* **Material provided**
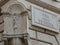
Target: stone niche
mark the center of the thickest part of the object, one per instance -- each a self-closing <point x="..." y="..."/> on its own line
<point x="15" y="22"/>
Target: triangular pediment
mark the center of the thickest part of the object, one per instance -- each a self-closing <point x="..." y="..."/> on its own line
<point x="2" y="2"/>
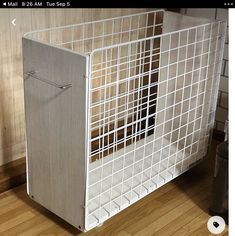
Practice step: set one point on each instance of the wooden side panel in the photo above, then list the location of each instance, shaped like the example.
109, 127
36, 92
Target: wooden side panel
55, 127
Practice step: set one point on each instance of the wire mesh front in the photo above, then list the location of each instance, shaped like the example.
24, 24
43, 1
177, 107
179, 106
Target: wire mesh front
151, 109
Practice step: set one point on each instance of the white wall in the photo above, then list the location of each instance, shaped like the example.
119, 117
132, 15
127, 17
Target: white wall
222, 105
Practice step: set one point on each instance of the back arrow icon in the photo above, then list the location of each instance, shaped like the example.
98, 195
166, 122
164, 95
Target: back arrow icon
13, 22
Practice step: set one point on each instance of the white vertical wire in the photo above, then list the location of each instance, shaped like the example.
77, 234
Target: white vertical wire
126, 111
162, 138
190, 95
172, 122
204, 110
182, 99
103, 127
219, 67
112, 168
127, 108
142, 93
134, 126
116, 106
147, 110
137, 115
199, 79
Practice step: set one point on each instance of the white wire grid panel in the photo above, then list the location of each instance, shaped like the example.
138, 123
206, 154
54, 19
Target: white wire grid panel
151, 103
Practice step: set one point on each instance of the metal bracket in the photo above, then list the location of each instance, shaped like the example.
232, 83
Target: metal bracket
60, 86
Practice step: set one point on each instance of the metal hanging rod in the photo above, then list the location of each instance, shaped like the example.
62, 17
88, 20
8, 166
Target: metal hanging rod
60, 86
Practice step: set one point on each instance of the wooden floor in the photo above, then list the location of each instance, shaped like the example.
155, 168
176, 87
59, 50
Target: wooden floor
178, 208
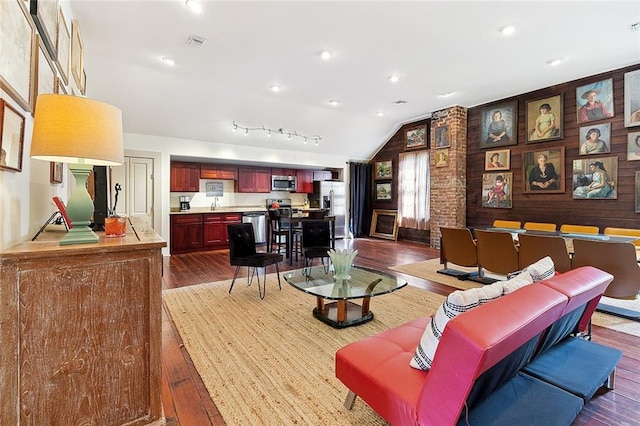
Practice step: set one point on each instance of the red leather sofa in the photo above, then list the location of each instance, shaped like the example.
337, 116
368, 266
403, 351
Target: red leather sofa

* **Task to complete**
Only the pictures are to be left out, and all of the data must otherwise be transcribed exactly.

* **Output of the task**
Target: stone niche
mark the center of the thickest part of the object, one per instance -- each a self-closing <point x="..." y="..."/> on its own line
<point x="15" y="22"/>
Target: triangular pediment
mark the center of the thickest part of the object, one per instance -- each a self-closing <point x="..." y="..."/> on its own line
<point x="2" y="2"/>
Practice step: set one point on each instance of the wooden side panel in the photo above, then list the location of each instance, shaped like the example.
109, 127
36, 92
Target: wooden side panel
55, 127
Practice step: set one point on each instance of the wire mesh front in the photo above, then list the location of each instance, shaped like the example.
24, 24
43, 1
177, 107
179, 106
Target: wire mesh front
151, 109
Practice step: set one point on each instance of the white wall in the photo above, then list the location of each instance, shaped like the example.
119, 117
132, 15
127, 17
Target: white wall
222, 105
Practice step: set one point on each instance of the back arrow icon in the photo above, then list the location of each instance, shaped like the example.
98, 195
166, 122
164, 95
Target: back arrow icon
13, 22
Practice step: set one point on each instance of the white vertical wire in the photo above, then list the location of each instance, shaped like the example.
77, 234
Target: white vertical wire
126, 111
162, 138
190, 95
172, 122
204, 110
182, 99
103, 127
219, 67
112, 168
127, 108
142, 93
134, 126
116, 106
147, 110
137, 115
199, 79
Practice step: set one point on each instance of the white wire grid panel in the photo above, then list the location of each instance, shaped like the example.
138, 123
206, 154
54, 19
Target: white wire grid panel
151, 103
Practice step: set one point on each instance of the metal bracket in the photo above, then list the location of each instance, shaped like the example.
232, 83
Target: metal bracket
60, 86
Practice step: set one point on each instance of the metal hanging rod in the photo above, then list the location of each instance, shaped like the example.
62, 17
88, 20
8, 166
Target: metal hanging rod
60, 86
Practice step: set one point on each instance of the wooden floor in the photo above, then list the location of each instance, shaped like the example.
155, 168
176, 87
59, 50
Target: wooden floor
178, 208
Practice step: set one point on each instance of the red leather sofa in the photo above, then list the location of each instance, shaped like the example.
337, 116
368, 266
403, 351
Target: red leather sofa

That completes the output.